[Location labeling records]
= = = =

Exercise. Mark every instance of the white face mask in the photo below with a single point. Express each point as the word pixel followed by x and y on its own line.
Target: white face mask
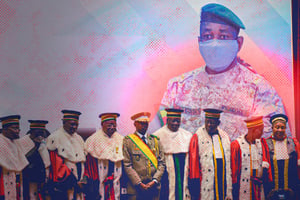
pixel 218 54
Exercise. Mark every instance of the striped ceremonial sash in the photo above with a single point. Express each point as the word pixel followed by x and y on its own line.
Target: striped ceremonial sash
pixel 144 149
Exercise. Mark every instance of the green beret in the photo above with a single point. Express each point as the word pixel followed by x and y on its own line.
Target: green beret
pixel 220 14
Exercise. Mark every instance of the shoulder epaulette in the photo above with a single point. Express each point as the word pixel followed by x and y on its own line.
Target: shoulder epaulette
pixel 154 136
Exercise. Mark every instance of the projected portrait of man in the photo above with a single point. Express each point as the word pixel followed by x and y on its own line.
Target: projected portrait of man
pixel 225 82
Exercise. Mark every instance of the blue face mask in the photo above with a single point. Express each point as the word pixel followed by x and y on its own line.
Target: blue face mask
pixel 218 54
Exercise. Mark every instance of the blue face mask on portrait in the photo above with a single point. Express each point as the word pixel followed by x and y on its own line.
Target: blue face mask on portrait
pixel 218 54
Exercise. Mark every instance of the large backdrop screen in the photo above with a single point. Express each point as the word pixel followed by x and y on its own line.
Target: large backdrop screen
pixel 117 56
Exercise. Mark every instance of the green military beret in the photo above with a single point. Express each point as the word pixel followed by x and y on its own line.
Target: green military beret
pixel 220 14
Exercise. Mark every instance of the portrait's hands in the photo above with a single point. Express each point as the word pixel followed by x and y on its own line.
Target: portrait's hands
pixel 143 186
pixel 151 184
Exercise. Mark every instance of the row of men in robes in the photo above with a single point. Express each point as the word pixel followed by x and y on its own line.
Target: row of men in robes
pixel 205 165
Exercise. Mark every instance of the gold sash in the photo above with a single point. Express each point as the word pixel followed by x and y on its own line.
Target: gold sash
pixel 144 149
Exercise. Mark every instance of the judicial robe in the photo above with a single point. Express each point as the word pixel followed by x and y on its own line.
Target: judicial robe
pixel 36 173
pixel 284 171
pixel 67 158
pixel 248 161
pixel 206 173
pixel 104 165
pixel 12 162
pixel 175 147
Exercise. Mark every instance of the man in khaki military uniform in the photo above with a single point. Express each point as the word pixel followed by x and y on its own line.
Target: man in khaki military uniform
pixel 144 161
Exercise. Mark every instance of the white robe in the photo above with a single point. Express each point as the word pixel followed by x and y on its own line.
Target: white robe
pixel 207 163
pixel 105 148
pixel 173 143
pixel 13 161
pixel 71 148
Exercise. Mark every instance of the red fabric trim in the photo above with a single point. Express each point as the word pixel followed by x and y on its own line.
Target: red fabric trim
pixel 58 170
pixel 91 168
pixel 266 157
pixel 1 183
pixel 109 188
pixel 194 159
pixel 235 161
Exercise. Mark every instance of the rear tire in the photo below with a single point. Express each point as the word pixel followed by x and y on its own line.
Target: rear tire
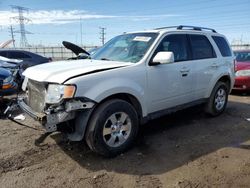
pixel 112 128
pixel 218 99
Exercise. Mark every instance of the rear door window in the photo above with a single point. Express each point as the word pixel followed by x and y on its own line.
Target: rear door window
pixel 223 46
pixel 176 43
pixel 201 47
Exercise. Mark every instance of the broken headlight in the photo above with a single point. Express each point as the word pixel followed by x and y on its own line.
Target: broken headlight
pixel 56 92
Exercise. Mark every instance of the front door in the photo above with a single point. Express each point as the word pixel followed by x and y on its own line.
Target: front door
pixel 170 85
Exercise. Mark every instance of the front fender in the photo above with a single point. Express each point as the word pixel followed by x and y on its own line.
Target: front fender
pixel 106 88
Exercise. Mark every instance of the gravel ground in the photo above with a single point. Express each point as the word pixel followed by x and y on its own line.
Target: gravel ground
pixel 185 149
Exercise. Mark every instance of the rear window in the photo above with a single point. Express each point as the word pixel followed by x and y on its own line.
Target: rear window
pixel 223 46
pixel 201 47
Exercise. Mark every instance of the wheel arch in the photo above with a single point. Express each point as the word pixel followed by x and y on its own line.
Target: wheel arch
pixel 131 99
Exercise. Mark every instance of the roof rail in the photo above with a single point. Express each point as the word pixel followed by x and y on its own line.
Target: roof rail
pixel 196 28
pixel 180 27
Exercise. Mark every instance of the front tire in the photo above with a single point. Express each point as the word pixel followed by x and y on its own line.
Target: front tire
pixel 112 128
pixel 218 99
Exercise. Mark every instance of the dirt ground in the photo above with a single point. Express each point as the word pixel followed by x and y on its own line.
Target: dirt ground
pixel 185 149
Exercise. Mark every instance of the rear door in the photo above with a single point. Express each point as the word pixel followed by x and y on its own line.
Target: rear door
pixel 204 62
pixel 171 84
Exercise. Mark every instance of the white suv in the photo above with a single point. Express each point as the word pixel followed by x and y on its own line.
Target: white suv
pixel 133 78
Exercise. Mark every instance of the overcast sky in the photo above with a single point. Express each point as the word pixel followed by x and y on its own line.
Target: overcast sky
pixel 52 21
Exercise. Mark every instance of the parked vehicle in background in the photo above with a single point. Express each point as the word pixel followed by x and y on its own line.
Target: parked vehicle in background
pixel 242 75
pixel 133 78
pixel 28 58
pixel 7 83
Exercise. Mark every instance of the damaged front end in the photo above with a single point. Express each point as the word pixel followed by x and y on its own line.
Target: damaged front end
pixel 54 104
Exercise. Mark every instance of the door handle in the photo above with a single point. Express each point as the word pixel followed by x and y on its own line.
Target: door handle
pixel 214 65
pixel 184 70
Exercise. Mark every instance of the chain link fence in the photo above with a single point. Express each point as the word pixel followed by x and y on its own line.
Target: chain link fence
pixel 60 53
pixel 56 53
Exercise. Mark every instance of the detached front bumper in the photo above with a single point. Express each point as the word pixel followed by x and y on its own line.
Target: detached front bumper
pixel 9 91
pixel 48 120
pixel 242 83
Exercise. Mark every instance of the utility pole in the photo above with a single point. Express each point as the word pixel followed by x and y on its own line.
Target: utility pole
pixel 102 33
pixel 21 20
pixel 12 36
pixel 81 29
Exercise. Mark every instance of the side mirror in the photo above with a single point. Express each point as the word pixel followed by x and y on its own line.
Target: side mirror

= = = =

* [Work instructions]:
Quote word for word everything in the entries above, from the line containing "Exercise. Mark every instance of the broken" down to the line containing "pixel 171 84", both of those lines included.

* [Task result]:
Exercise. Mark every instance of the broken headlight in the photo above with a single point. Express each point as the word pixel followed by x and y on its own line.
Target: broken headlight
pixel 56 92
Exercise. Mark every instance of the front door in the photo above with a single point. Express each point as the word pixel followed by x and y on its own line.
Target: front door
pixel 170 85
Exercise. Mark every instance of the front fender in the photo above with a single point. Express each point as the word pixel followed by x and y on its own line.
Target: front fender
pixel 106 88
Exercise. Mark every instance of the gravel ground in the photo above with a single point. Express each point as the word pixel followed by x and y on its own line.
Target: gravel ground
pixel 185 149
Exercise. Mark every instance of the rear window in the photo above with a single point. Express each point as the word pixel followed by x and y on its own line.
Target: rear window
pixel 223 46
pixel 201 47
Exercise. Mark every instance of the wheel arch in the photo above with a single point. Express each point as the word pixel followed by x and y on its own line.
Target: wheel arch
pixel 131 99
Exercise. Mark every instance of the roof rail in the photo above with a single point. Express each point as the word pixel followed by x and y on its own line.
Target: roof rail
pixel 196 28
pixel 180 27
Exercise. Mark every instance of the front tire in the photo above with a single point. Express each point as the word pixel followed by x and y on its own line.
Target: front tire
pixel 112 128
pixel 218 99
Exercise. Mark every instance of the dirt ground in the photo above with a single point. Express each point as the word pixel followed by x and y on its own line.
Target: dirt ground
pixel 185 149
Exercise. Mark every instance of the rear door in the photo above with a single point. Express each point as the word pixel followed by x and y on its own line.
Target: rear door
pixel 204 62
pixel 171 84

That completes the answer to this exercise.